=== The task ===
Please repeat all of the records below unchanged, line for line.

** Start of Records for this task **

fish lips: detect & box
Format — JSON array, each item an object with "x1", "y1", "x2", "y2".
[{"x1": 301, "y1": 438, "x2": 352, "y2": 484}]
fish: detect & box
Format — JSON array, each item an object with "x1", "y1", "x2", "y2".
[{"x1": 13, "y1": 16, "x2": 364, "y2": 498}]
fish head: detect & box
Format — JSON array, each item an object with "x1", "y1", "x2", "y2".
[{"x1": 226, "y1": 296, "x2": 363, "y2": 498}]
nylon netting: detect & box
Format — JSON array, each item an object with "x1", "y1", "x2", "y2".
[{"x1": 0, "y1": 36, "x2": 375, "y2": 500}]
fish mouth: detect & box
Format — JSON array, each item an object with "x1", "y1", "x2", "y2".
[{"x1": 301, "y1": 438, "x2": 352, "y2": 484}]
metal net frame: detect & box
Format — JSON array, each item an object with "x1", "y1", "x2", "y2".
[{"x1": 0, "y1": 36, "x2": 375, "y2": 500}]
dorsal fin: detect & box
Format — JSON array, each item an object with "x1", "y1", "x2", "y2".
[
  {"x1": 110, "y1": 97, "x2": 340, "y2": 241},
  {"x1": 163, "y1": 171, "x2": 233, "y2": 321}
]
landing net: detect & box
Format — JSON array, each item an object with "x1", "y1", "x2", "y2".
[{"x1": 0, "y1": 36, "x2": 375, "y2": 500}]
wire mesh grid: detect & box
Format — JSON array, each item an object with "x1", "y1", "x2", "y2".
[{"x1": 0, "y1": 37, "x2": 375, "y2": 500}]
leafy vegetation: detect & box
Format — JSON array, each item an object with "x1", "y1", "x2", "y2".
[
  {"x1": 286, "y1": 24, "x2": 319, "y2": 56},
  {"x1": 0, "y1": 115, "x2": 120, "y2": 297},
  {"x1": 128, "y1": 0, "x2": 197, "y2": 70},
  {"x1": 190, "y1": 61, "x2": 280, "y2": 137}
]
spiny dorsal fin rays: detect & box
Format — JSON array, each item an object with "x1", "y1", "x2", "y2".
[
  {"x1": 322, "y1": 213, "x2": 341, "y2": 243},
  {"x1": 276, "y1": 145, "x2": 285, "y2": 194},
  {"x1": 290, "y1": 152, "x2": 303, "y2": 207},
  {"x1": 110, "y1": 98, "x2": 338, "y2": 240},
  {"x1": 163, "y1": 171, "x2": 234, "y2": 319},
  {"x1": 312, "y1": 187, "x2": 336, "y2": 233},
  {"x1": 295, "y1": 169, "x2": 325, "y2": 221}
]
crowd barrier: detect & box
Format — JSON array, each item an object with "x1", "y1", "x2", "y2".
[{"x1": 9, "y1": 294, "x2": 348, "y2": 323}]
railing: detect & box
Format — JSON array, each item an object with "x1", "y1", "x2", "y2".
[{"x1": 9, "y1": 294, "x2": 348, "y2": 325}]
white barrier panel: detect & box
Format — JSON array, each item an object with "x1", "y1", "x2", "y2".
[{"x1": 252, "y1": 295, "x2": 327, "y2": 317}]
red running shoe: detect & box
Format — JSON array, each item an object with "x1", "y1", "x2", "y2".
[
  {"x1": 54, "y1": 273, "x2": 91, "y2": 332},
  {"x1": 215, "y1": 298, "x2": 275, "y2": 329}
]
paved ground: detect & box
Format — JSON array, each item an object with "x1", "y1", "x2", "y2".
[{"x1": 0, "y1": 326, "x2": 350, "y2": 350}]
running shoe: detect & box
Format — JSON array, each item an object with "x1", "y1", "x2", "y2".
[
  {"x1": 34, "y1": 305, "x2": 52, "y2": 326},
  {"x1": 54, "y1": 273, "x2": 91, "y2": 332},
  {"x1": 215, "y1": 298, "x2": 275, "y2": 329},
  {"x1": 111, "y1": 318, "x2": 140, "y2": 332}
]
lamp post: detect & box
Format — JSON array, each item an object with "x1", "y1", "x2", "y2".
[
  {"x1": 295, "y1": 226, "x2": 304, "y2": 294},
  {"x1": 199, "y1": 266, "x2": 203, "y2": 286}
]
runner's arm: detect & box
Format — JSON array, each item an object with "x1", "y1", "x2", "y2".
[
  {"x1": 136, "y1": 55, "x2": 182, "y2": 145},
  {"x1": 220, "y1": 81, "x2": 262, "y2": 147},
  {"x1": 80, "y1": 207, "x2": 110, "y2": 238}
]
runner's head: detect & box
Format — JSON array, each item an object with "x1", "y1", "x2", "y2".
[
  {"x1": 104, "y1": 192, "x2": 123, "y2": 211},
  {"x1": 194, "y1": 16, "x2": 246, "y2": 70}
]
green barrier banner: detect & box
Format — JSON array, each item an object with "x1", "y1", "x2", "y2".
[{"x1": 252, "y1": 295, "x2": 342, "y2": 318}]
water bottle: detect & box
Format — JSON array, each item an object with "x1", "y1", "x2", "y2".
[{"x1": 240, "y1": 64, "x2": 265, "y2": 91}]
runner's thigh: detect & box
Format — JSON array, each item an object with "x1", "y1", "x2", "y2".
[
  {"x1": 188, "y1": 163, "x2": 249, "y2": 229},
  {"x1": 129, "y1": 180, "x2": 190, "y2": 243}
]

** End of Records for this task **

=== Task result ===
fish lips: detect & box
Format — JSON array, each item an object with "x1", "y1", "x2", "y2".
[{"x1": 301, "y1": 438, "x2": 352, "y2": 484}]
fish: detect & box
Format — JSON array, each item an object with "x1", "y1", "x2", "y2".
[{"x1": 13, "y1": 16, "x2": 364, "y2": 498}]
fish head: detect & box
Format — JSON array, each item an object with "x1", "y1", "x2", "y2".
[{"x1": 226, "y1": 296, "x2": 363, "y2": 498}]
nylon netting: detect & box
Format — JSON array, each item an object with "x1", "y1", "x2", "y2".
[{"x1": 0, "y1": 36, "x2": 375, "y2": 500}]
fish mouth: detect & box
Format — JSON array, each item an object with "x1", "y1", "x2", "y2".
[{"x1": 301, "y1": 438, "x2": 352, "y2": 484}]
metal net frame: detect & box
Format — JSON array, each item an object with "x1", "y1", "x2", "y2".
[{"x1": 0, "y1": 36, "x2": 375, "y2": 500}]
dorsal fin: detect & box
Format — JSON array, each item an object with "x1", "y1", "x2", "y2".
[
  {"x1": 110, "y1": 97, "x2": 340, "y2": 241},
  {"x1": 163, "y1": 171, "x2": 233, "y2": 321}
]
landing net: detect & box
Format — JSON array, each item an object with "x1", "y1", "x2", "y2".
[{"x1": 0, "y1": 36, "x2": 375, "y2": 500}]
wire mesh grid: detect & box
Format — JSON array, each item an object with "x1", "y1", "x2", "y2".
[{"x1": 0, "y1": 37, "x2": 375, "y2": 500}]
leafy vegetation: detect & box
Format — JSON array, each item an object with "x1", "y1", "x2", "y2".
[
  {"x1": 286, "y1": 24, "x2": 319, "y2": 56},
  {"x1": 0, "y1": 115, "x2": 120, "y2": 297},
  {"x1": 128, "y1": 0, "x2": 197, "y2": 70},
  {"x1": 190, "y1": 61, "x2": 280, "y2": 137}
]
spiny dorsal fin rays: detect & box
Format — JSON array, each item an object with "x1", "y1", "x2", "y2".
[
  {"x1": 322, "y1": 213, "x2": 341, "y2": 243},
  {"x1": 276, "y1": 145, "x2": 285, "y2": 194},
  {"x1": 290, "y1": 152, "x2": 303, "y2": 207},
  {"x1": 110, "y1": 98, "x2": 338, "y2": 240},
  {"x1": 163, "y1": 171, "x2": 234, "y2": 319},
  {"x1": 312, "y1": 187, "x2": 336, "y2": 233},
  {"x1": 295, "y1": 169, "x2": 325, "y2": 221}
]
crowd barrier: detect & box
Format — JSON array, each item an object with "x1", "y1", "x2", "y2".
[{"x1": 9, "y1": 294, "x2": 348, "y2": 323}]
railing: detect & box
Format — JSON array, each item an object with "x1", "y1", "x2", "y2".
[{"x1": 9, "y1": 294, "x2": 348, "y2": 325}]
white barrier panel: detect & box
Format — JSON array, each item an object with "x1", "y1", "x2", "y2".
[{"x1": 252, "y1": 295, "x2": 327, "y2": 317}]
red running shoe: detect & box
Format — JSON array, each item an object with "x1", "y1", "x2", "y2".
[
  {"x1": 54, "y1": 273, "x2": 91, "y2": 332},
  {"x1": 215, "y1": 298, "x2": 275, "y2": 329}
]
paved ground: detect & box
Format — JSON array, each item an object with "x1", "y1", "x2", "y2".
[{"x1": 0, "y1": 326, "x2": 350, "y2": 350}]
running shoe: detect & box
Format — JSON array, each item an object with "x1", "y1", "x2", "y2".
[
  {"x1": 34, "y1": 305, "x2": 52, "y2": 326},
  {"x1": 54, "y1": 273, "x2": 91, "y2": 332},
  {"x1": 215, "y1": 298, "x2": 275, "y2": 329},
  {"x1": 111, "y1": 318, "x2": 140, "y2": 332}
]
lamp post: detect & box
Format — JSON array, each item an object with "x1", "y1", "x2", "y2".
[
  {"x1": 295, "y1": 226, "x2": 304, "y2": 294},
  {"x1": 199, "y1": 266, "x2": 203, "y2": 286}
]
runner's arm: detect & box
Format — JSON array, each item an object with "x1", "y1", "x2", "y2".
[
  {"x1": 136, "y1": 55, "x2": 182, "y2": 145},
  {"x1": 220, "y1": 81, "x2": 262, "y2": 147},
  {"x1": 80, "y1": 207, "x2": 110, "y2": 238}
]
runner's head: detect & box
Format — JSON array, each item an object with "x1", "y1", "x2", "y2".
[
  {"x1": 104, "y1": 192, "x2": 123, "y2": 211},
  {"x1": 194, "y1": 16, "x2": 246, "y2": 70}
]
green barrier banner: detect & box
Format — JSON array, each item an object with "x1", "y1", "x2", "y2".
[{"x1": 252, "y1": 295, "x2": 342, "y2": 318}]
water bottle: detect & box
Format — JSON array, each item an object with "x1", "y1", "x2", "y2".
[{"x1": 240, "y1": 64, "x2": 265, "y2": 91}]
runner's thigh: detect & box
Format — JSON array, each item an object with "x1", "y1", "x2", "y2".
[
  {"x1": 188, "y1": 163, "x2": 249, "y2": 229},
  {"x1": 129, "y1": 180, "x2": 190, "y2": 243}
]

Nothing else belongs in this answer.